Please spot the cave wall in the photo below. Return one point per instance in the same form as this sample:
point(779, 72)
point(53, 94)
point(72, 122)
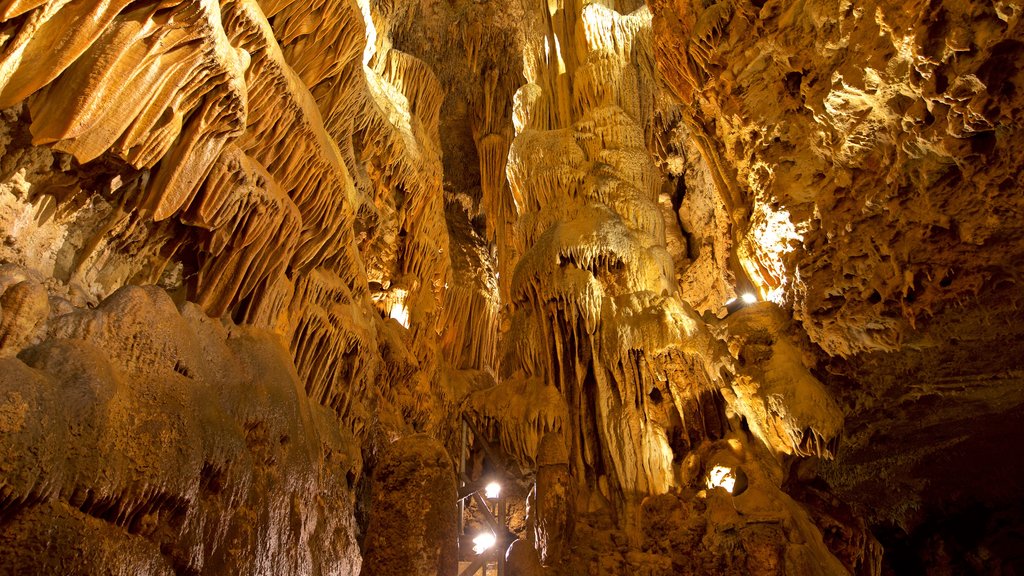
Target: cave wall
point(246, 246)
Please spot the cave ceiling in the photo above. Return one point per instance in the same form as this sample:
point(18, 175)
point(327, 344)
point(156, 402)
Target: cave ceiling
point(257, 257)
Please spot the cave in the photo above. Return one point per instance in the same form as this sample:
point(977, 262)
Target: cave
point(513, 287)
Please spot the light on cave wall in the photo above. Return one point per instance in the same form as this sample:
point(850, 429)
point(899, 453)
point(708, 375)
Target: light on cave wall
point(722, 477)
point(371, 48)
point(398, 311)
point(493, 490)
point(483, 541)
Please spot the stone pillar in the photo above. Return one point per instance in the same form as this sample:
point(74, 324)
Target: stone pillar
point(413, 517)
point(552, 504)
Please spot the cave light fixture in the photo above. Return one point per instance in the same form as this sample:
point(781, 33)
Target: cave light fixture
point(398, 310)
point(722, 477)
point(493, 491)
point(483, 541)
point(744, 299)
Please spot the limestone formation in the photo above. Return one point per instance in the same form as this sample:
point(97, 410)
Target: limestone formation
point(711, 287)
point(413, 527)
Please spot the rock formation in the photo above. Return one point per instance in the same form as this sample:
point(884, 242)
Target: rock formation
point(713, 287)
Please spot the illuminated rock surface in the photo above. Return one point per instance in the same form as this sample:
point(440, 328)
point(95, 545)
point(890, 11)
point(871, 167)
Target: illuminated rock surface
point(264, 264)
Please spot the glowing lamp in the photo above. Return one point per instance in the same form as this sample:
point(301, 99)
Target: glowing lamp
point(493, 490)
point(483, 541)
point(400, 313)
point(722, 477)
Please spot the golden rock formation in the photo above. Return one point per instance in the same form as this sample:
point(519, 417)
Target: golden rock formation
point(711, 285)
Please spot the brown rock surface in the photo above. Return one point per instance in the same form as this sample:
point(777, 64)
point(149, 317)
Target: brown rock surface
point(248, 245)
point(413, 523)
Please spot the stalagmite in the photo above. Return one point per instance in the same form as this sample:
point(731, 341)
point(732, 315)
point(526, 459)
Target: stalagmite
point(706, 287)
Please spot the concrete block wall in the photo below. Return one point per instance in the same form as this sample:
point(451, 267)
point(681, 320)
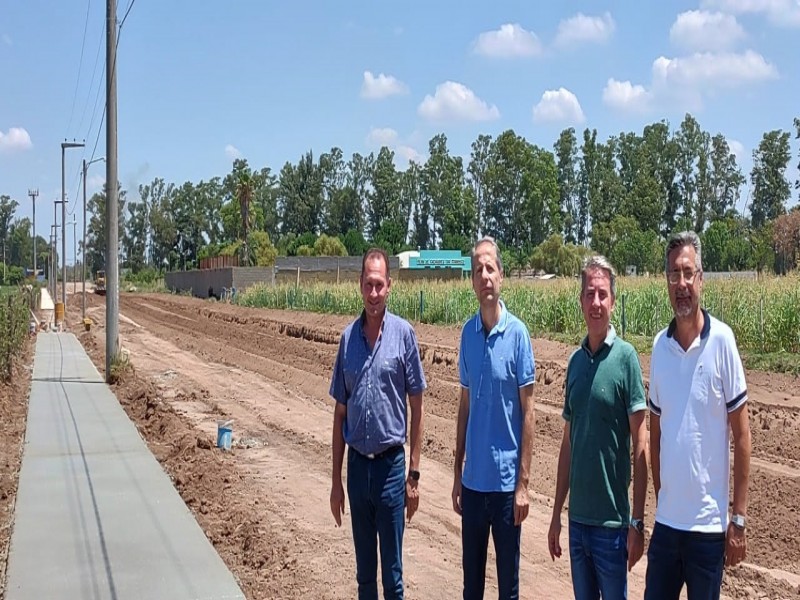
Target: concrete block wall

Challenge
Write out all the records above line for line, with the wording unchanged, and leave out the pictures.

Answer to the problem
Please spot the cave wall in the photo below. Return one point per instance in the same form as this sample:
point(779, 72)
point(53, 94)
point(72, 122)
Target: cave wall
point(246, 246)
Please spot the cave ceiling in the photo above. Return one point per instance in the same form as this sample:
point(18, 175)
point(327, 344)
point(156, 402)
Target: cave ceiling
point(257, 257)
Please spot the cave in the photo above. Return one point per instance in the same form as this sample:
point(977, 262)
Target: cave
point(513, 287)
Please spot the light on cave wall in the photo above. Return one point per instance in the same form as this sample:
point(850, 429)
point(899, 453)
point(708, 375)
Target: light on cave wall
point(722, 477)
point(371, 48)
point(398, 311)
point(493, 490)
point(483, 541)
Please spot the stone pillar in the photo above. Return one point per instance in the same form as this sample:
point(74, 324)
Target: stone pillar
point(413, 517)
point(552, 504)
Please spot the cave light fixture in the photo above. Return one point per instance in the same form as this sample:
point(781, 33)
Target: cave light fixture
point(398, 310)
point(722, 477)
point(493, 491)
point(483, 541)
point(744, 299)
Please spot the limestone formation in the photo above. Return one point per instance in the same form as this sample:
point(97, 410)
Target: limestone formation
point(711, 287)
point(413, 527)
Please spot the rock formation in the photo above. Return one point per instance in the same form as this sample:
point(884, 242)
Target: rock formation
point(713, 287)
Please spot the illuminated rock surface in the photo above. Return one point per instance in the same form as this sample:
point(440, 328)
point(95, 545)
point(890, 11)
point(871, 167)
Target: illuminated rock surface
point(264, 264)
Please spot the glowing lamp in the photo above. Return one point per instance in the same form as this sample:
point(301, 99)
Target: glowing lamp
point(493, 490)
point(483, 541)
point(400, 313)
point(722, 477)
Please spot the golden rock formation in the photo above. Return one point per instance in the same form as this sample:
point(519, 417)
Target: golden rock formation
point(711, 285)
Please spot the brown rock surface in the photo above. Return one point per instance in the same form as this sample:
point(777, 64)
point(149, 317)
Target: brown rock surface
point(248, 245)
point(413, 523)
Please spot the stalagmite in the photo above. Return one point per instance in the same form as this sample:
point(731, 341)
point(732, 315)
point(526, 459)
Target: stalagmite
point(706, 287)
Please spot the concrete block wall in the photo below. Return one point per instance in the same form as this sample:
point(451, 267)
point(681, 320)
Target: concrete block wall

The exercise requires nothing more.